Raw data:
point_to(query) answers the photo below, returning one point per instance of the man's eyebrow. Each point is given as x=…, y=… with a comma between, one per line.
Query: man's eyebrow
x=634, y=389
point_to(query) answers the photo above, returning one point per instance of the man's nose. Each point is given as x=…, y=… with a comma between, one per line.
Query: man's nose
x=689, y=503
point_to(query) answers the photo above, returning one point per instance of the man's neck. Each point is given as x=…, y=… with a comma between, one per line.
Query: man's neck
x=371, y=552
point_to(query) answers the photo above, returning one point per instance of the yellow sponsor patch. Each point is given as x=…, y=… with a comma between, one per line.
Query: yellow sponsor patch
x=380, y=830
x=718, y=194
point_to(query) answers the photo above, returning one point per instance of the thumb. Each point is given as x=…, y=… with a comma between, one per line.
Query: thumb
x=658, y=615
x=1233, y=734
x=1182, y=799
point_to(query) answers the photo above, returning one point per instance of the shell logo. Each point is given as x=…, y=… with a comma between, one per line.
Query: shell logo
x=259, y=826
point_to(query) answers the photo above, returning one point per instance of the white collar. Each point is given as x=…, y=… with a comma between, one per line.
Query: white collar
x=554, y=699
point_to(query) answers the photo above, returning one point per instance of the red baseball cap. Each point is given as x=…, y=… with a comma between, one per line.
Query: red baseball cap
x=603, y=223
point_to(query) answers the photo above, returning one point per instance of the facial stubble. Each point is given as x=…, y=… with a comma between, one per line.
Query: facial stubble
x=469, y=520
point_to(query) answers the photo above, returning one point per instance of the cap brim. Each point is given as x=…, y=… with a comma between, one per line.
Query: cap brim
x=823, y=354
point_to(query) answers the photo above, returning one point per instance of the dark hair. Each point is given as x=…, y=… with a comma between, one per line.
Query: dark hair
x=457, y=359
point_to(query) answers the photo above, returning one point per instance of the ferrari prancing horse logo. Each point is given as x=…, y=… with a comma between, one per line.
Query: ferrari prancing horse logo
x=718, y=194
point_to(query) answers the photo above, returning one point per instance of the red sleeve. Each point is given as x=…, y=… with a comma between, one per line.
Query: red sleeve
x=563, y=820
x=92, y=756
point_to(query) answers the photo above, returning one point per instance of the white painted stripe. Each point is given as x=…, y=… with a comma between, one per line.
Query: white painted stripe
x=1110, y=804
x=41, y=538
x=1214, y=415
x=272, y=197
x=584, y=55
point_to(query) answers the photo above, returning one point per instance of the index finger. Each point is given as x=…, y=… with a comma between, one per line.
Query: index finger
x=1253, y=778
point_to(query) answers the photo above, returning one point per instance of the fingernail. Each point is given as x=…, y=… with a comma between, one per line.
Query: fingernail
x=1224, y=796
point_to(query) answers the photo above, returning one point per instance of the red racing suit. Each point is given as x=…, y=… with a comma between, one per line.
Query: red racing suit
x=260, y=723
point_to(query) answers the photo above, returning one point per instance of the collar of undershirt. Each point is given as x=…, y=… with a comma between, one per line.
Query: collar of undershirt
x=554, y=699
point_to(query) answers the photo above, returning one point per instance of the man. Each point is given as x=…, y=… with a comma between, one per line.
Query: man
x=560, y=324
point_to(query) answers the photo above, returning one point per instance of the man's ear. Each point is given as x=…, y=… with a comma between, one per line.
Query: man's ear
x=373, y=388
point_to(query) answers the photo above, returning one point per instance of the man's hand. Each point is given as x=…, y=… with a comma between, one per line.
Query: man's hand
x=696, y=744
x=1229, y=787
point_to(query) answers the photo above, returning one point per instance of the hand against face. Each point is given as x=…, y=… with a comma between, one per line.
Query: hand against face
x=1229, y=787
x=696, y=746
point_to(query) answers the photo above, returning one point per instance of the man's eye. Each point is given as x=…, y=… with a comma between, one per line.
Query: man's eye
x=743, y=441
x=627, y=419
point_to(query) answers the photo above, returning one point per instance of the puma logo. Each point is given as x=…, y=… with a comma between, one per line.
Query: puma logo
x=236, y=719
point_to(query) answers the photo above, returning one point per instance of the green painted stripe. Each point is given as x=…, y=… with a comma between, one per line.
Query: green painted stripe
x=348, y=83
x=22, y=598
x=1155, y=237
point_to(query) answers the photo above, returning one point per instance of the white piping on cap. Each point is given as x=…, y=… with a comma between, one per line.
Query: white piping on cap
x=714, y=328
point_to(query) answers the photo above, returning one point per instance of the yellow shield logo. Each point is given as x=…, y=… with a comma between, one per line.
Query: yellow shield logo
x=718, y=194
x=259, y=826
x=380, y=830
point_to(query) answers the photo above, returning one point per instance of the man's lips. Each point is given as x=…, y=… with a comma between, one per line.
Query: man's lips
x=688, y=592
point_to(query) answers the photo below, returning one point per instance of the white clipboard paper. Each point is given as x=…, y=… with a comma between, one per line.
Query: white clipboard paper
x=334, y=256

...

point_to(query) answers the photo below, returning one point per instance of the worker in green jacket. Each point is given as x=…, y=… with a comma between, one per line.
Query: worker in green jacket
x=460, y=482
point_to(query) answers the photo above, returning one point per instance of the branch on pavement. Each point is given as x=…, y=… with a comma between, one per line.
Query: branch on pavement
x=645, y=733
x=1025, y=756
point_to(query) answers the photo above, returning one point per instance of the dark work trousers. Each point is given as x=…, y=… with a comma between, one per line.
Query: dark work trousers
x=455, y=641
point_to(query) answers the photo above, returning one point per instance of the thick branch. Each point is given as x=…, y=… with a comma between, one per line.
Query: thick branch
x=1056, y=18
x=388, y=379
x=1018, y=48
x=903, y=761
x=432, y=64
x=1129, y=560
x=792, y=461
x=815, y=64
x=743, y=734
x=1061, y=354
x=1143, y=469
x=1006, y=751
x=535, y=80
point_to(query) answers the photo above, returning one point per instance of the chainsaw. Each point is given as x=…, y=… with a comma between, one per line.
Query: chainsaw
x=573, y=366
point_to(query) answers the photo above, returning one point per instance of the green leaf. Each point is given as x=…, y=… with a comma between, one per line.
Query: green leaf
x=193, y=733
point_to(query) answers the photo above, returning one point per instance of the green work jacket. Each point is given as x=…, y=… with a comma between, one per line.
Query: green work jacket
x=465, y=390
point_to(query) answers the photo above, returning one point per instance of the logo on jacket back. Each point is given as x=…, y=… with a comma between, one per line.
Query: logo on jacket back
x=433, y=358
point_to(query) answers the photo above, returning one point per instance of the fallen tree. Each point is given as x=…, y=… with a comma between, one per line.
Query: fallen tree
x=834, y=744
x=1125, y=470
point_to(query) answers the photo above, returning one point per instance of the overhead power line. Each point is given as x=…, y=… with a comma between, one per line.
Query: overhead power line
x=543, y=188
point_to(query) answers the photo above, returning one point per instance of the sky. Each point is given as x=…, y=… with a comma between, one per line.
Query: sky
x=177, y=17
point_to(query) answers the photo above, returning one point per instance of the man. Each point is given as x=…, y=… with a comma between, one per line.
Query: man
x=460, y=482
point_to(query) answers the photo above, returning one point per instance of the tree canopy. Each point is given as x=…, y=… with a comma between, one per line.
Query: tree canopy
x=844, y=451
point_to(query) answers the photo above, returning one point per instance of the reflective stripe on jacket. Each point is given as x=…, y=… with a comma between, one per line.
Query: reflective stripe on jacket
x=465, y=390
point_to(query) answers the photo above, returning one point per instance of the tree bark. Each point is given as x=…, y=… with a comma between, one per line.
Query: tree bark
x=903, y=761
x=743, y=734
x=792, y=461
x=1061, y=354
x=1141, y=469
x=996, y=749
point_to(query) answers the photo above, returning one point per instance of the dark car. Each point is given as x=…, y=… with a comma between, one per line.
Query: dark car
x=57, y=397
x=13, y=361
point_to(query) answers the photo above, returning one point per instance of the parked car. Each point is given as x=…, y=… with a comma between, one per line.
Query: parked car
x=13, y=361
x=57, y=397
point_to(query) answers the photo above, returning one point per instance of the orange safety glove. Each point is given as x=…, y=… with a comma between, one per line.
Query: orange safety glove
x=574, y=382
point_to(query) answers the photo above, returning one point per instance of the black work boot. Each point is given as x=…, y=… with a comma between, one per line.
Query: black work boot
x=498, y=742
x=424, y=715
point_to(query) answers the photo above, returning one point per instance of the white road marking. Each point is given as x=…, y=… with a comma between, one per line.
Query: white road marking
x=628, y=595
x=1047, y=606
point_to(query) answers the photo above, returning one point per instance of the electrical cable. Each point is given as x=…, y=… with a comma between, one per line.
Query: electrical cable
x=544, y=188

--

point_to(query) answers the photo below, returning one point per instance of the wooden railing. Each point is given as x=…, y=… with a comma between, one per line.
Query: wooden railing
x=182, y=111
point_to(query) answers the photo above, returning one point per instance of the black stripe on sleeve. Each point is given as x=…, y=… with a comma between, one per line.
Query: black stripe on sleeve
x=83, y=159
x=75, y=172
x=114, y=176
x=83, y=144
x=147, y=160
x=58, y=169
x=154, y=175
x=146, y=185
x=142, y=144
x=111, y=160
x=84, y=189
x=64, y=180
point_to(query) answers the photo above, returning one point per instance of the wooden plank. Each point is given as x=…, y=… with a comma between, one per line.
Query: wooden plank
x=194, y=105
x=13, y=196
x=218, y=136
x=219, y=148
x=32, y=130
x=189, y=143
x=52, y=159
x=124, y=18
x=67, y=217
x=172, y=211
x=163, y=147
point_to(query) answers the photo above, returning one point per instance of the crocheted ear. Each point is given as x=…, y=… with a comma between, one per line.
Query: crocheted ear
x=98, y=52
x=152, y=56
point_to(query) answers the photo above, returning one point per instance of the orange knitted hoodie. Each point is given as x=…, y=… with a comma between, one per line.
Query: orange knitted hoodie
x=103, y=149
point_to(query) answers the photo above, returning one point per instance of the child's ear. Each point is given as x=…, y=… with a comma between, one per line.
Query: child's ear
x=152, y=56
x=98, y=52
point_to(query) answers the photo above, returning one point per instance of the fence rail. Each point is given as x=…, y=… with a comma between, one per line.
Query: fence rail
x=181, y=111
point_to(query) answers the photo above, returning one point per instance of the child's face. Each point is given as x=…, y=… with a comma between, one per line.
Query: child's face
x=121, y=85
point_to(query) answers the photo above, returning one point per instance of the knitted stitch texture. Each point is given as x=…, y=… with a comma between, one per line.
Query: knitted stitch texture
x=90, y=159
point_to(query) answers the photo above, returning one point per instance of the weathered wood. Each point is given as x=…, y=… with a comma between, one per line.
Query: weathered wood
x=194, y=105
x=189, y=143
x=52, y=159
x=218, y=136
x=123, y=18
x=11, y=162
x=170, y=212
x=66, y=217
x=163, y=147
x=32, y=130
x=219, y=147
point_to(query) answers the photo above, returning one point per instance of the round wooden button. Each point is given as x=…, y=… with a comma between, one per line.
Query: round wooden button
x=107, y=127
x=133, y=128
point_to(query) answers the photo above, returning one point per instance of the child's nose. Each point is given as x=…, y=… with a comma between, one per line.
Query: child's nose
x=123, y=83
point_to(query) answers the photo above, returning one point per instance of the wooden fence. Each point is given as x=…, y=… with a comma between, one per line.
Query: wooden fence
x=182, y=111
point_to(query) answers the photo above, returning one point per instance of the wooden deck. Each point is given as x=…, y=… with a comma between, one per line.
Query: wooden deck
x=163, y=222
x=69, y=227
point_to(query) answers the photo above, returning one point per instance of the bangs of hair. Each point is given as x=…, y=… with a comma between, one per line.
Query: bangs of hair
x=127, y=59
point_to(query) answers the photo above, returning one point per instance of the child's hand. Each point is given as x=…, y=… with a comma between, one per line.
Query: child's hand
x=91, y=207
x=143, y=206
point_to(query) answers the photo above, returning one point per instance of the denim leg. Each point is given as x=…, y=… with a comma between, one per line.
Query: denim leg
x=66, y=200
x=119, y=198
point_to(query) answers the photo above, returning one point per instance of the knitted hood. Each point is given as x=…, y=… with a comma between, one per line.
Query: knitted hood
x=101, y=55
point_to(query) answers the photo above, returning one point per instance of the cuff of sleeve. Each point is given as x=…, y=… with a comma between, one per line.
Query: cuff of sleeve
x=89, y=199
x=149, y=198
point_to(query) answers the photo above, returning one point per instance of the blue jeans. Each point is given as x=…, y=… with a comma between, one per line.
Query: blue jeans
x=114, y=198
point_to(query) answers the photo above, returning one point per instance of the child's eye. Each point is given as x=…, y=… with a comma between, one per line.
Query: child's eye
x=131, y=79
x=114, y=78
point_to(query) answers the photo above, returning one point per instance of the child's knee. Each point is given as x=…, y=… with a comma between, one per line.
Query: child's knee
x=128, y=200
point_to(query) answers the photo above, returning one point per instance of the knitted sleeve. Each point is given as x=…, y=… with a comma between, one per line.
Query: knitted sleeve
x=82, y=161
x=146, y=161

Goal of the exercise:
If a line in the material holds the string "below", count it, then state the number of such lines and nothing else.

The answer:
4